* _What is required_: Each entry needs to be retyped exactly.

* _Exercise inputs_:
===

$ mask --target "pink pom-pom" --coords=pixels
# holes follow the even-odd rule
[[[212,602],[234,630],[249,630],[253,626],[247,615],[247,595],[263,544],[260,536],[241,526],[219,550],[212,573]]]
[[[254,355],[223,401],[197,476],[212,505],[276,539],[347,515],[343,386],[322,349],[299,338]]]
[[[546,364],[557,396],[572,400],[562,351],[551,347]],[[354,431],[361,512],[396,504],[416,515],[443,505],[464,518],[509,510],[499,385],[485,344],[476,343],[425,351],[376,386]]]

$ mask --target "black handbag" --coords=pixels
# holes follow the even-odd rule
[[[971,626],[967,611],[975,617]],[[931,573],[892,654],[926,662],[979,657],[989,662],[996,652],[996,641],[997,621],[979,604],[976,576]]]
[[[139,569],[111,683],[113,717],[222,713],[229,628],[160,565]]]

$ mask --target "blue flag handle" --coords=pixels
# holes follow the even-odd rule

===

* _Your response_:
$ mask --target "pink pom-pom" --coords=pixels
# holes follow the even-odd rule
[[[212,602],[234,630],[249,630],[253,626],[247,615],[247,595],[263,544],[260,536],[241,526],[219,550],[212,573]]]
[[[254,355],[223,401],[197,476],[212,505],[276,539],[347,515],[343,386],[322,349],[299,338]]]
[[[546,364],[557,396],[572,400],[562,351],[551,347]],[[354,431],[361,512],[396,504],[416,515],[443,505],[464,518],[509,510],[499,385],[485,344],[476,343],[425,351],[376,386]]]

$ mask --target "black handbag" --coords=pixels
# holes follow the even-odd rule
[[[971,626],[967,611],[975,617]],[[931,573],[892,654],[926,662],[979,657],[989,662],[996,652],[996,641],[997,621],[979,604],[976,576]]]
[[[139,569],[111,683],[113,717],[222,713],[229,628],[160,565]]]

$ mask --target "blue flag handle" --coords=pixels
# holes follow the even-odd rule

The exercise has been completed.